» INSTRUCTIONS TO FOLLOW
Rewrite the lines that begin with the line containing "Locate golden finial." and end with the line containing "[758,163,767,358]", both ends included. Keep every request as it is, but multiply each box coordinate in the answers by 2.35 and round to the nearest whole number, with halves rounded up.
Start SUPPLIED RECORDS
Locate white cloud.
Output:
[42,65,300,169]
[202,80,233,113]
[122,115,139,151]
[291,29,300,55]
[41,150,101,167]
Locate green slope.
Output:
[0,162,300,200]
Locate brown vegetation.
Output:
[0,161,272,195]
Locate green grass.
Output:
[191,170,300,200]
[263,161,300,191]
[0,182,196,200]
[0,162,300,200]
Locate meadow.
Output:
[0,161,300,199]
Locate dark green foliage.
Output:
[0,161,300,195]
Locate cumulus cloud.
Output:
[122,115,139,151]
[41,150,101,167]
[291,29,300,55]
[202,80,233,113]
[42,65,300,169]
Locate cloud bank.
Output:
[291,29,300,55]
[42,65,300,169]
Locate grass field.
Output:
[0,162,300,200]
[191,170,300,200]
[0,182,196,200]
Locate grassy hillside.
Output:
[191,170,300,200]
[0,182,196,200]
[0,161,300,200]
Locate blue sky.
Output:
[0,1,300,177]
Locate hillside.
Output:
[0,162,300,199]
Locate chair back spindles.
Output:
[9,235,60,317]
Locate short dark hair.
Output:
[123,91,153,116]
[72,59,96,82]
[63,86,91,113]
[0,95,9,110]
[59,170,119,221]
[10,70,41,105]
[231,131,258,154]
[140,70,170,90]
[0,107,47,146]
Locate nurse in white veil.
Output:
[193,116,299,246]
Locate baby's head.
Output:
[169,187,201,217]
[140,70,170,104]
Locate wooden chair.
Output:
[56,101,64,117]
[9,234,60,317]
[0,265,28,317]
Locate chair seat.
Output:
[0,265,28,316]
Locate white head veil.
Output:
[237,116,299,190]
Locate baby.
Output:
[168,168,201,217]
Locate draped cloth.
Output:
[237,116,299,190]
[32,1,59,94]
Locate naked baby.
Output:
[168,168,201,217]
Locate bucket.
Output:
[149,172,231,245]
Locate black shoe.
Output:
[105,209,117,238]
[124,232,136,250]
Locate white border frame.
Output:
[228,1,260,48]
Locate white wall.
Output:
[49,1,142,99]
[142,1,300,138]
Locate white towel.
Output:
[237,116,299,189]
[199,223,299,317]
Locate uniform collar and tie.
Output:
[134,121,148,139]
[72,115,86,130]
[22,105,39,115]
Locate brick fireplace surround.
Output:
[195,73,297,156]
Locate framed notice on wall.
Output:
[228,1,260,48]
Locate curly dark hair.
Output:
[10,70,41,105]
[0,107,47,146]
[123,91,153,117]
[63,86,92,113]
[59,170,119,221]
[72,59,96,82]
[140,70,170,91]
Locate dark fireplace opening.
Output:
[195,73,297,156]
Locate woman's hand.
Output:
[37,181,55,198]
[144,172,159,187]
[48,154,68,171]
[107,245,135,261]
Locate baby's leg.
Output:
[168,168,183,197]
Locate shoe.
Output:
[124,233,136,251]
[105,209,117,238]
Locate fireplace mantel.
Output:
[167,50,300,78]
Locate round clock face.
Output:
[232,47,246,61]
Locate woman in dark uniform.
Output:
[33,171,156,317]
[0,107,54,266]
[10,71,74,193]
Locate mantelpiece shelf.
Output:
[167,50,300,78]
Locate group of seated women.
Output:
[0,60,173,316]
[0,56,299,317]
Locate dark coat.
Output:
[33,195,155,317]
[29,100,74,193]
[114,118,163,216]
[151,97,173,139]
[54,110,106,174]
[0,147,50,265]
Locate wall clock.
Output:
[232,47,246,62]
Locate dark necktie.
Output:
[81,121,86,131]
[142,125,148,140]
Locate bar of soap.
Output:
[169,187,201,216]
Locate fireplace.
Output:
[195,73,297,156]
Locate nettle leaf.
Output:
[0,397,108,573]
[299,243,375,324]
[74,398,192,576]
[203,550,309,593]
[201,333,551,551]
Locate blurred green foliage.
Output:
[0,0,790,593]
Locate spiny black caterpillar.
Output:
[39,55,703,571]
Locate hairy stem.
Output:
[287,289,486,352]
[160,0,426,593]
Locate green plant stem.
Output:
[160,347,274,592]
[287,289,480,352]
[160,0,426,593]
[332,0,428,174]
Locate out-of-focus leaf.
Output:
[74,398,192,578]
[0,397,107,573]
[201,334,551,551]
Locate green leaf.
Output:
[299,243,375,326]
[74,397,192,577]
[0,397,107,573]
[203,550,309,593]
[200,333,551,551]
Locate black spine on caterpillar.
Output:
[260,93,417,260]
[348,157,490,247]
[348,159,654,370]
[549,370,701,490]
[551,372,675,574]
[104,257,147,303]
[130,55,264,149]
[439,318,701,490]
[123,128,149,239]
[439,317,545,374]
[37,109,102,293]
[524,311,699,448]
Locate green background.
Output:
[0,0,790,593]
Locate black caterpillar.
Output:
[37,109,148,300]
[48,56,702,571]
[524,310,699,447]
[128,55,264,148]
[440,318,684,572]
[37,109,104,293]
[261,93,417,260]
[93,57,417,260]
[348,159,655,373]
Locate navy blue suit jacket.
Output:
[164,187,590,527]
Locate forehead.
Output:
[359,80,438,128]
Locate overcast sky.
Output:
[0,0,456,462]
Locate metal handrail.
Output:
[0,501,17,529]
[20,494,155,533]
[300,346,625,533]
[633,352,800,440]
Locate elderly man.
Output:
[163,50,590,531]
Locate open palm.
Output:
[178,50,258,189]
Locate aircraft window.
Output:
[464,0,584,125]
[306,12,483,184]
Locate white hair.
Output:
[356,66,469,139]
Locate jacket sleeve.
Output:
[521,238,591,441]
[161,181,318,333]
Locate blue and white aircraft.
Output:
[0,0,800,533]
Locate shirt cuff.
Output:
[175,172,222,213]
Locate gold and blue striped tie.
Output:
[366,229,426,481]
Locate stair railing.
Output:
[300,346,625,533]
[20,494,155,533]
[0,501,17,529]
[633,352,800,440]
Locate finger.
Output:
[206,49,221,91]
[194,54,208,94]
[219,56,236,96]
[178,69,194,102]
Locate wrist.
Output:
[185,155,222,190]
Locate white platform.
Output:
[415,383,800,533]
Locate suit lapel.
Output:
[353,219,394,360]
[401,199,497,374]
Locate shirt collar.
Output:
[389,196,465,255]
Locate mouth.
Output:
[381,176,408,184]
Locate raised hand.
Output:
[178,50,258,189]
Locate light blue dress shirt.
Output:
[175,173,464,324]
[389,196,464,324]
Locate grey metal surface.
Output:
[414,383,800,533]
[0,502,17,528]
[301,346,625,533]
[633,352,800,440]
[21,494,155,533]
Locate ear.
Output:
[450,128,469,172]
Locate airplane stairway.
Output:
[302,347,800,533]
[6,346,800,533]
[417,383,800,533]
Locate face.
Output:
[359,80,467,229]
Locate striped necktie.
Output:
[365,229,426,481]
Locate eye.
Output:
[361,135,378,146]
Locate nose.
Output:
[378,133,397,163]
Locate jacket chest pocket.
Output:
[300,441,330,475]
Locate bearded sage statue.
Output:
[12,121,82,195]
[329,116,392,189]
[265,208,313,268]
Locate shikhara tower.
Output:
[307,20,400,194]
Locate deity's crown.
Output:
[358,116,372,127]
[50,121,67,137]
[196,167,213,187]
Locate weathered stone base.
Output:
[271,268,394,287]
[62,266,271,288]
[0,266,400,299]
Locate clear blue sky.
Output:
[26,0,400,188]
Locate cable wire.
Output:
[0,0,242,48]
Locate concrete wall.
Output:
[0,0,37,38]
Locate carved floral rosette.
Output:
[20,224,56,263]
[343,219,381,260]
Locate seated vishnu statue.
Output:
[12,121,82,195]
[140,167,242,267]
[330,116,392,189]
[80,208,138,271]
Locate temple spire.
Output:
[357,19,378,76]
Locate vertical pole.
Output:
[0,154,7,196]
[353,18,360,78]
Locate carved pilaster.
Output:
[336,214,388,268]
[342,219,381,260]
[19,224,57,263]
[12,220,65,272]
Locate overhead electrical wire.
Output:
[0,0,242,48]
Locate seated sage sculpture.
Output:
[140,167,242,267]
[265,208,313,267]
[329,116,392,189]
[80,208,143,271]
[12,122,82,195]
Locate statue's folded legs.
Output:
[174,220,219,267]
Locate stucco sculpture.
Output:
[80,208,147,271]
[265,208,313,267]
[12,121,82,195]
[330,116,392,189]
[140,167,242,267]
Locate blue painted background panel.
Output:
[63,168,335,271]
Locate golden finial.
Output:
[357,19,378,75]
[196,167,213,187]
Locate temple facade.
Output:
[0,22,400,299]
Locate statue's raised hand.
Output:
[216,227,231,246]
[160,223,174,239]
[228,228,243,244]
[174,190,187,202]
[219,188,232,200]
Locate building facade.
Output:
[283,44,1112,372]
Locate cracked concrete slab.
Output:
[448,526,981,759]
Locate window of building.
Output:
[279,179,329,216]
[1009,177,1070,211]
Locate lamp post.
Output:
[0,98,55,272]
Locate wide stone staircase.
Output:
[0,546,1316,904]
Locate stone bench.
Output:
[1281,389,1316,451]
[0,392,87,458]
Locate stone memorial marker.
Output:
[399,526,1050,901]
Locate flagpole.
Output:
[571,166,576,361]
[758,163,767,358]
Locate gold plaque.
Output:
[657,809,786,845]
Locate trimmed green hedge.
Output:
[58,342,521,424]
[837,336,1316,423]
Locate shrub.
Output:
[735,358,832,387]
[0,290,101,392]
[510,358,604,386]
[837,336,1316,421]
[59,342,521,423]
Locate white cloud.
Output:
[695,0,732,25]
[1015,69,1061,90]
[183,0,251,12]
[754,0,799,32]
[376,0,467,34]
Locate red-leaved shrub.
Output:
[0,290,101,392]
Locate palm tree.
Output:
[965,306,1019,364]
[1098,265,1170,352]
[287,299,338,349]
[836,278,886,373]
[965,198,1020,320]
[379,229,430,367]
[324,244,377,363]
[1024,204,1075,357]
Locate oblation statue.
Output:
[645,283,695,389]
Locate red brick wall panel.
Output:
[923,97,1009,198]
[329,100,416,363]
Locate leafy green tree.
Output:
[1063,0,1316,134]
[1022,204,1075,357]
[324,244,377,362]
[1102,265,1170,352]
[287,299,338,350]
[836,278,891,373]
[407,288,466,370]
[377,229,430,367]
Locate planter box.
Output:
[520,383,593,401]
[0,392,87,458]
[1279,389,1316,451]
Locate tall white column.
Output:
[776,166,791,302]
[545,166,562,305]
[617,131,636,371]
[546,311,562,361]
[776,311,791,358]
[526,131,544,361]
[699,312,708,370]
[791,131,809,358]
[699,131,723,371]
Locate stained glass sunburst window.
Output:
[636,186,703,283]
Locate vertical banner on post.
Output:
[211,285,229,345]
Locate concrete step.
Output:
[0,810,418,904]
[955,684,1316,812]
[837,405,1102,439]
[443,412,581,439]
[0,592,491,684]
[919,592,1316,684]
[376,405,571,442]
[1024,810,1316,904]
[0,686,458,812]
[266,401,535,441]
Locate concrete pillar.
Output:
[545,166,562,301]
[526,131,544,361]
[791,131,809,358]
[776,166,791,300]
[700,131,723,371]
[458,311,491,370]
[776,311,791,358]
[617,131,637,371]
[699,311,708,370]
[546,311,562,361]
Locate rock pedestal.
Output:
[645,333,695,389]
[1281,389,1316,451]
End SUPPLIED RECORDS
» FINISHED TASK
Locate golden finial.
Output:
[839,45,888,176]
[461,392,501,439]
Locate temple facade.
Output:
[0,52,940,703]
Locate statue's raised hand.
Output:
[508,533,543,578]
[376,524,409,562]
[536,536,571,573]
[409,447,439,475]
[515,442,545,470]
Locate building facade.
Output:
[665,103,2613,874]
Locate cracked concrete slab.
Output:
[1053,1236,2305,1784]
Locate window of building.
Output:
[656,421,773,508]
[2371,416,2515,496]
Locate lamp post.
Output:
[0,230,129,639]
Locate wide stone staircase.
Output:
[0,1283,3093,2124]
Locate stone bench.
Output:
[3010,914,3093,1060]
[0,921,204,1076]
Locate stone memorial marker.
Output:
[938,1236,2468,2117]
Locate flagpole.
Output:
[1342,390,1354,848]
[1781,383,1802,841]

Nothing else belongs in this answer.